--- Start SUPPLIED DATA ---
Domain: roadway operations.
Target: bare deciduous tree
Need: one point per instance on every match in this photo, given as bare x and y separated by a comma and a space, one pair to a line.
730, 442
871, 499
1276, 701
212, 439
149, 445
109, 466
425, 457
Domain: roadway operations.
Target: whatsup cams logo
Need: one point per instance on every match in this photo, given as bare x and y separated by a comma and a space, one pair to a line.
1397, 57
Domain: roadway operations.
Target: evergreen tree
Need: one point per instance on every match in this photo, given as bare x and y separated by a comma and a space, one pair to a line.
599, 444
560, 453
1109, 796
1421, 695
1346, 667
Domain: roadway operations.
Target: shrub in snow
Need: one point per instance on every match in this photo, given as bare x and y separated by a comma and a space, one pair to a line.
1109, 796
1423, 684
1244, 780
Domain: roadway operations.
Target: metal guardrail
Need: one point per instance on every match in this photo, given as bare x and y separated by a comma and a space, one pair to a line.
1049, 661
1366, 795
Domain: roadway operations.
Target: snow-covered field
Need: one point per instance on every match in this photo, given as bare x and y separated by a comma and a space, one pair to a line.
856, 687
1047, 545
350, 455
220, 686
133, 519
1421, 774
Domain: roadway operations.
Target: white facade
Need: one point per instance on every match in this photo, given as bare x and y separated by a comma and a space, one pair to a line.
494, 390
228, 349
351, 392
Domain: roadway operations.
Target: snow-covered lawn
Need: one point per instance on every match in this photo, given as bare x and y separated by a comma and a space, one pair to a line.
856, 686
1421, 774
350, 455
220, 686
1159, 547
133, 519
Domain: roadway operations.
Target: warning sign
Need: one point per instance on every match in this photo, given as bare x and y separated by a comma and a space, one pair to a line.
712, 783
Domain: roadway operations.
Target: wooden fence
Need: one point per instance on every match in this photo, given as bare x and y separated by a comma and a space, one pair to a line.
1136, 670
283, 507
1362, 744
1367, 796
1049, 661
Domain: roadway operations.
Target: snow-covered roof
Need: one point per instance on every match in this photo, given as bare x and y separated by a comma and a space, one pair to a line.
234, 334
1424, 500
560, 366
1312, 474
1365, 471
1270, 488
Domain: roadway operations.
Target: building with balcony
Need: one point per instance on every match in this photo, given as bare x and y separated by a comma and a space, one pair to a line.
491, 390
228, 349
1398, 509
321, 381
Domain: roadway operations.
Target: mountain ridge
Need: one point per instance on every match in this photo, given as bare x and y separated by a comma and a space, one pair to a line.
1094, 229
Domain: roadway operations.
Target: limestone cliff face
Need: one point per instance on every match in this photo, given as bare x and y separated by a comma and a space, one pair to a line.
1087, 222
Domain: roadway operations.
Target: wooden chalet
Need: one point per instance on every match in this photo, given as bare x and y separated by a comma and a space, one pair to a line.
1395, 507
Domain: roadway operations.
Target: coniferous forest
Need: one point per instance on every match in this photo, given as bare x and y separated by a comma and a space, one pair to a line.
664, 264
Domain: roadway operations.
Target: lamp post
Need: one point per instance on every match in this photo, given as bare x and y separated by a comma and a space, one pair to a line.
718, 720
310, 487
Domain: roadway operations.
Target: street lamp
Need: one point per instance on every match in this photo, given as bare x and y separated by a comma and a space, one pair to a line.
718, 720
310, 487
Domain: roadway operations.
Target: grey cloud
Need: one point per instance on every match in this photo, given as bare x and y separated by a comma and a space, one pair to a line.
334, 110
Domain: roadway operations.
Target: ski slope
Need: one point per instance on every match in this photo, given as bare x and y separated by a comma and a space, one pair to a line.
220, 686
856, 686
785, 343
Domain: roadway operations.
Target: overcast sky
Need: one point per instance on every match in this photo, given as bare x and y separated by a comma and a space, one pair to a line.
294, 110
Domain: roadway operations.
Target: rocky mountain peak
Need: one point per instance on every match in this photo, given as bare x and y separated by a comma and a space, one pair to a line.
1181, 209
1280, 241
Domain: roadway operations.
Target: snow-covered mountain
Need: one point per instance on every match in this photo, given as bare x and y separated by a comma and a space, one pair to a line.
--- End SUPPLIED DATA ---
> WRITTEN REQUEST
Take the listing above and set it down exactly.

> COMPLETE RESPONSE
Domain: roadway operations.
Target: bare deciduous tree
Need: one point per instance on every match in this photo, given as bare x and y separated by a comma and a space, one pair to a line.
730, 442
871, 499
1276, 701
212, 439
149, 445
109, 466
425, 457
Domain: roadway operations.
Target: whatsup cams logo
Need: one point per instance on every match in this photo, given as bare x and y separated by a comma and a space, one pair to a line.
1397, 57
Domain: roadway operations.
Target: evergreen tree
Need: one point per instance on every match in this photo, given as bare x and y separated by a comma and a space, one pair to a line.
599, 444
560, 453
1109, 796
1421, 695
1346, 667
Domain: roadway operations.
Target: shrub in snow
Need: one point per instance on every match in this photo, given as bare x and y separated by a comma and a space, one pair to a line.
1109, 796
1423, 684
1244, 780
Domain: roadway operations.
Target: metal guardrail
Need: one point per instance on every match in this photo, given as bare x and y separated by a comma and a space, one pair to a line.
1049, 661
1366, 795
Domain: roadway operations.
Target: snow-covered field
Need: one point per instance on every match in this photo, given as bare x and y separated by a comma and a space, one pair to a line.
856, 687
1047, 545
350, 455
220, 686
133, 519
1421, 774
Domain: roadway operations.
Target: white facade
Need: one point per instance on every match in this photo, given as bare x and y separated by a comma and a space, one pair to a line.
494, 390
228, 349
351, 392
Domain: roadway operations.
Target: snow-covered lawn
Need: one point per instance on every match in this photo, given as bare x and y separated by a comma and a space, one pair to a line.
856, 686
1421, 774
350, 455
220, 686
1159, 547
133, 519
Domain: roadway operations.
Target: warning sign
Need: one point per instance on every match in this photo, given as bare x and y separated by a comma and a space, one pair to a line.
712, 783
Domain: roadway operations.
Target: wooden fence
Need: one point per instance on every match in this photo, given as bare x and y separated by a comma and a space, one pair to a line.
1136, 670
283, 507
1362, 744
1367, 796
1049, 661
Domain: roadway operations.
Target: snow-covered roof
Need: one point per instance on every match in this photo, given as bare x and y separated by a comma and a space, one pair to a line.
234, 334
1424, 500
560, 366
1312, 474
1365, 471
1270, 488
Domain: roadway operations.
Target: building with balcony
Need: one point per instance on every match in this photo, given as bare x and y separated by a comma and a space, one pair to a line.
491, 390
228, 349
1398, 509
321, 381
Domain: roadway operations.
Target: mountain ridge
Need: one point per instance on every match in this photo, given as bare x and y separated by a comma and a space, one pair to a line.
1094, 229
Domain: roadway operations.
Target: limestone cliff face
Need: one point per instance on every match in this photo, given as bare x and y separated by a comma and a space, one pair to a line.
1087, 222
Domain: roadway operations.
Target: wooden chalet
Need: one point per instance on every match in this photo, given as bare x and y separated by a comma and a space, one pair to a line.
1395, 507
Domain: roadway operations.
Target: coniferous forest
Need: one point per instance on every match in this photo, given as bare x and y separated by a comma and a space, one pair to a line.
664, 264
Domain: roadway operations.
Target: lamp post
Need: one point per instance on every match in this photo, given as bare x and y separated by a comma and a space, one pair to a line.
718, 720
310, 487
Domain: roadway operations.
Target: street lamp
Need: one point per instance on every match in this photo, given as bare x and y separated by a comma and a space, one pair to a line.
718, 720
310, 487
Domain: roadway operations.
Target: grey cloud
Need: one point per instance on every match in this photo, given as bare x and y separated by a comma and a space, one pair to a line.
334, 110
Domain: roadway operations.
Target: ski slope
Need: one point per instance on every match in this photo, given as bare x and y separated by a comma and a space, one pair to a line.
220, 686
856, 686
785, 343
Domain: roadway operations.
Target: overcast sky
Need: one point per instance on every match in this photo, given as bare x and y separated by a comma and a space, one pair to a line.
294, 110
Domain: roadway operations.
Target: rocky mountain peak
Need: one point per instance on every match in this photo, given as bare x and y separated by a comma and a space, one pair to a line.
1181, 209
1280, 241
Domain: roadway operations.
Target: snow-covered mountain
Need: one point per instance on every match in this photo, given as bare x and y separated by a comma and a space, one pair to a line.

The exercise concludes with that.